What is being asked
Once you find the line with "Mark the sapling, one point per instance.", output it and every line after it exactly, through the last line of the listing, but no pictures.

The data

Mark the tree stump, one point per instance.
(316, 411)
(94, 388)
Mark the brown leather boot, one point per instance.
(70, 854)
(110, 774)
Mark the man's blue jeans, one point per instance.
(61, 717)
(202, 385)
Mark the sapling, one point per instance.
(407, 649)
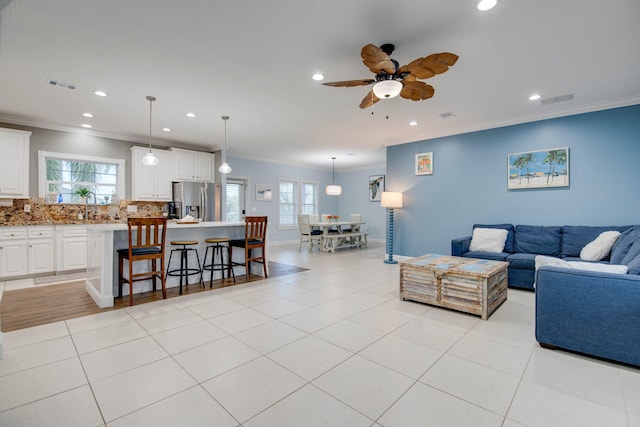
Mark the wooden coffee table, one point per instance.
(471, 285)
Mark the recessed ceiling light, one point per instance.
(484, 5)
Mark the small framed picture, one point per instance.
(424, 164)
(264, 192)
(376, 187)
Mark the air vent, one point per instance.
(553, 100)
(58, 83)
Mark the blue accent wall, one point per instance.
(469, 182)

Response
Mark the sapling, one point per instance.
(407, 649)
Mark the wooden coffee table, one point per instance.
(471, 285)
Mark the recessed ceiling light, one point per instance.
(484, 5)
Mark the small framed picture, one point per instance.
(424, 164)
(264, 192)
(376, 187)
Mark the air vent, one point per instance.
(553, 100)
(58, 83)
Mark the blue accent wall, one point per instance.
(469, 182)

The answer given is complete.